* _Required actions_:
1. In the chat format setup code, which function does the warning say to use instead of `setup_chat_format`?
2. Using the chat format setup code, explain why the comments say to get the vocabulary size from `len(tokenizer.vocab)` and not from `tokenizer.vocab_size`.
3. Extend the chat format setup code past its last line.
**** Selected excerpt
FORMAT_MAPPING = {"chatml": ChatMlSpecialTokens}


def setup_chat_format(
    model: PreTrainedModel,
    tokenizer: PreTrainedTokenizer,
    format: Literal["chatml"] | None = "chatml",
    resize_to_multiple_of: int | None = None,
) -> tuple[PreTrainedModel, PreTrainedTokenizer]:
    # docstyle-ignore
    """
    Setup chat format by adding special tokens to the tokenizer, setting the correct format, and extending the
    embedding layer of the model based on the new special tokens.

    > [!WARNING]
    > This function is deprecated and will be removed in version 0.26.0. Please use [`clone_chat_template`] instead.

    If the model already has a chat template, this will throw an error. If you want to overwrite it, please set
    `tokenizer.chat_template` to `None`.

    Args:
        model ([`~transformers.PreTrainedModel`]): The model to be modified.
        tokenizer ([`~transformers.PreTrainedTokenizer`]): The tokenizer to be modified.
        format (`Literal["chatml"] | None`): The format to be set. Defaults to "chatml".
        resize_to_multiple_of (`int` or `None`): Number to resize the embedding layer to. Defaults to None.

    Returns:
        model ([`~transformers.PreTrainedModel`]):
            The modified model.
        tokenizer ([`~transformers.PreTrainedTokenizer`]):
            The modified tokenizer.
    """
    warnings.warn(
        "The `setup_chat_format` function is deprecated and will be removed in version 0.26.0. Please use "
        "`clone_chat_template` instead.",
        FutureWarning,
    )
    # check if model already had a chat template
    if tokenizer.chat_template is not None:
        raise ValueError(
            "Chat template is already added to the tokenizer. If you want to overwrite it, please set it to None"
        )

    # check if format available and retrieve
    if format not in FORMAT_MAPPING:
        raise ValueError(f"Format {format} not available. Please use one of {FORMAT_MAPPING.keys()}")

    chat_format = FORMAT_MAPPING[format]()

    # set special tokens and them
    tokenizer.eos_token = chat_format.eos_token
    tokenizer.pad_token = chat_format.pad_token
    tokenizer.bos_token = chat_format.bos_token
    tokenizer.add_special_tokens({"additional_special_tokens": [chat_format.bos_token, chat_format.eos_token]})
    # set chat format for tokenizer
    tokenizer.chat_template = chat_format.chat_template

    # resize embedding layer to a multiple of 64, https://x.com/karpathy/status/1621578354024677377
    model.resize_token_embeddings(
        # After studying many tokenizers, we found that len(tokenizer.vocab) is the most reliable way to get the vocab
        # size. Avoid using tokenizer.vocab_size or tokenizer.vocab_size + len(tokenizer.added_tokens_encoder),
        # as handling of special and added tokens varies across tokenizers.
********
**** Given information
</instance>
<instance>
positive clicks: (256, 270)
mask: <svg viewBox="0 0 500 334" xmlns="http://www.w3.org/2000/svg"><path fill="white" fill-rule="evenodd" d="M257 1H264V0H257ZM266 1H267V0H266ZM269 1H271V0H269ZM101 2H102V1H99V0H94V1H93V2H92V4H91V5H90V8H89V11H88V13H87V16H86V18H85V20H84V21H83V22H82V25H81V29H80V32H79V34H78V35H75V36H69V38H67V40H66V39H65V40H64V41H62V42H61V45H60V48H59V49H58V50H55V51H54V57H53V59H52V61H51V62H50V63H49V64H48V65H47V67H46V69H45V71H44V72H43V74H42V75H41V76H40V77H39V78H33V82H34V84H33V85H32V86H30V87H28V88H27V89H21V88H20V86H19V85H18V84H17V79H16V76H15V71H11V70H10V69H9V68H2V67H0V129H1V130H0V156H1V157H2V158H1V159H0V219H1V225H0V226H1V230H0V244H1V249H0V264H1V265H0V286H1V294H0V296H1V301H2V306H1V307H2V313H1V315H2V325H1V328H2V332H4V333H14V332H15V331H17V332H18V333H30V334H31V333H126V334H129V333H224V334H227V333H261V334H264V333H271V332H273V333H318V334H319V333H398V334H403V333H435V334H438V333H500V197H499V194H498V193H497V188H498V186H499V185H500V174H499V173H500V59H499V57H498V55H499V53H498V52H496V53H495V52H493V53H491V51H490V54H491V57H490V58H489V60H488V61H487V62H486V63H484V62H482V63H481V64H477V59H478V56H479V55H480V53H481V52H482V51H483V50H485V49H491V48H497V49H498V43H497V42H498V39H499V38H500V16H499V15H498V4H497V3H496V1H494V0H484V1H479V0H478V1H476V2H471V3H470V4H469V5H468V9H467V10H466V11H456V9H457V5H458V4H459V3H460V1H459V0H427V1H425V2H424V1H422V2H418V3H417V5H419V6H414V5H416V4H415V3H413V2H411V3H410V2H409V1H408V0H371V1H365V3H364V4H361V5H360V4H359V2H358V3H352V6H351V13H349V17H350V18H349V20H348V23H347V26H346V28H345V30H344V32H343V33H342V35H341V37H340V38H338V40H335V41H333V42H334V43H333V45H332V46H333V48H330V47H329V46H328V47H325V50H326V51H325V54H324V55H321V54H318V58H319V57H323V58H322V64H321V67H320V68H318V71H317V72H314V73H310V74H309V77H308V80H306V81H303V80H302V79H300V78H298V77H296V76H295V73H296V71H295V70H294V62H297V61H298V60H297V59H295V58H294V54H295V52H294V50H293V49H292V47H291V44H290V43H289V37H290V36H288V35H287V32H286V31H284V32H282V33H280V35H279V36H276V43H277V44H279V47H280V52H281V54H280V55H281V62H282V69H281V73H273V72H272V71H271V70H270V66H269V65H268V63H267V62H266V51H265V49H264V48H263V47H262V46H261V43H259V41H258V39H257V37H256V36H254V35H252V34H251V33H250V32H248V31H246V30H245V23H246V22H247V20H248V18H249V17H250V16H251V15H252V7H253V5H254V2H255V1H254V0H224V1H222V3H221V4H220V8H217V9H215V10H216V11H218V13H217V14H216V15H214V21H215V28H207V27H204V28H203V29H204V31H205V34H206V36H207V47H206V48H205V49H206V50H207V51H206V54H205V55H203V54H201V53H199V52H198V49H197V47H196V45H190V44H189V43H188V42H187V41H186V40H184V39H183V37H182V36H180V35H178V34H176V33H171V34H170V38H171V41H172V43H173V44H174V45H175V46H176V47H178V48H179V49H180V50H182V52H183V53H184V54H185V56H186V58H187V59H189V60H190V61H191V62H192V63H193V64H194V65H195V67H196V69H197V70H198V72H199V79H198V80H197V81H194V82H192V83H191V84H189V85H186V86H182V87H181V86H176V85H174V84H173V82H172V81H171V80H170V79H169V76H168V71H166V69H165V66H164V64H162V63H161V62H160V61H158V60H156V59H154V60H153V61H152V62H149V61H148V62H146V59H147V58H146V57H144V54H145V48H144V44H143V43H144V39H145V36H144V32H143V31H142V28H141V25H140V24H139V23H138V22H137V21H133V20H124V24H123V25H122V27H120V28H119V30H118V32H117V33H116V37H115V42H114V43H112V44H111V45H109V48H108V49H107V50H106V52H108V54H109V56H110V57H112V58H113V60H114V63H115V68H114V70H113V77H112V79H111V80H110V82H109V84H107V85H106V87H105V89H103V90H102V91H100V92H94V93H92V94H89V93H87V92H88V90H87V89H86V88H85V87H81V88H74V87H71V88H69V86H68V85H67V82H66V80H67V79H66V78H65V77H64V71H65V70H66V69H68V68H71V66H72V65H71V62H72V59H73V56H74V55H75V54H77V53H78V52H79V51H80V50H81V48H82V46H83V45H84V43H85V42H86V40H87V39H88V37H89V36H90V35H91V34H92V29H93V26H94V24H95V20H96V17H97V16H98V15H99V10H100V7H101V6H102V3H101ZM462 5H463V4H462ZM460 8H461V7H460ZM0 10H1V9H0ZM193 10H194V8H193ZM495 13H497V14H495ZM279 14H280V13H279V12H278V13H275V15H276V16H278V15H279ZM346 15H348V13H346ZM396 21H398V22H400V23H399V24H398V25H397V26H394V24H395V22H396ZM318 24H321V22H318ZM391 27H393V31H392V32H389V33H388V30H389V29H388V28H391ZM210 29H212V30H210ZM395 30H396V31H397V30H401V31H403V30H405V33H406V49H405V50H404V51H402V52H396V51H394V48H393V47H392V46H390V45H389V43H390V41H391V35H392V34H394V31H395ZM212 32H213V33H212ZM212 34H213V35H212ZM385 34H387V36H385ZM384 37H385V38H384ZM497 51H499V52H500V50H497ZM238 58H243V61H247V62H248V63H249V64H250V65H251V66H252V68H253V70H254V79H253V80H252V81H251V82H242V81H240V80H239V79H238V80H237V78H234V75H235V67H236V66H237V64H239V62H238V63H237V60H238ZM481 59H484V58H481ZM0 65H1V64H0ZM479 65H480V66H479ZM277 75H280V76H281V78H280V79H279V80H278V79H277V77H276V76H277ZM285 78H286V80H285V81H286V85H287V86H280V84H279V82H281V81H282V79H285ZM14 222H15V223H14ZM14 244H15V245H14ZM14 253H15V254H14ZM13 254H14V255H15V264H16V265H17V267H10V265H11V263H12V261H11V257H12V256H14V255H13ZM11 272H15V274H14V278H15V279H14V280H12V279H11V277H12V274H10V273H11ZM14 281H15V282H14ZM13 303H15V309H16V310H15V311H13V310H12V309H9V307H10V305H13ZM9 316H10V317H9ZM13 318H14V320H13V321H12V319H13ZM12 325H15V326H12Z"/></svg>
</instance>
********
* _Your responses_:
1. `clone_chat_template`

2. After studying many tokenizers, the authors found `len(tokenizer.vocab)` to be the most reliable way to get the vocabulary size. They advise against `tokenizer.vocab_size` or `tokenizer.vocab_size + len(tokenizer.added_tokens_encoder)` because tokenizers handle special and added tokens in different ways.

3.
        new_num_tokens=len(tokenizer.vocab),
        pad_to_multiple_of=resize_to_multiple_of if resize_to_multiple_of is not None else None,
    )
    # Update the model config to use the new eos & bos tokens
    if getattr(model, "config", None) is not None:
        model.config.pad_token_id = tokenizer.pad_token_id
        model.config.bos_token_id = tokenizer.bos_token_id
        model.config.eos_token_id = tokenizer.eos_token_id
    # Update the generation config to use the new eos & bos token
    if getattr(model, "generation_config", None) is not None:
        model.generation_config.bos_token_id = tokenizer.bos_token_id
        model.generation_config.eos_token_id = tokenizer.eos_token_id
        model.generation_config.pad_token_id = tokenizer.pad_token_id

    return model, tokenizer


def clone_chat_template(
    model: PreTrainedModel,
    tokenizer: PreTrainedTokenizer,
    source_tokenizer_path: str,
    resize_to_multiple_of: int | None = 64,
) -> tuple[PreTrainedModel, PreTrainedTokenizer, list[int]]:
    """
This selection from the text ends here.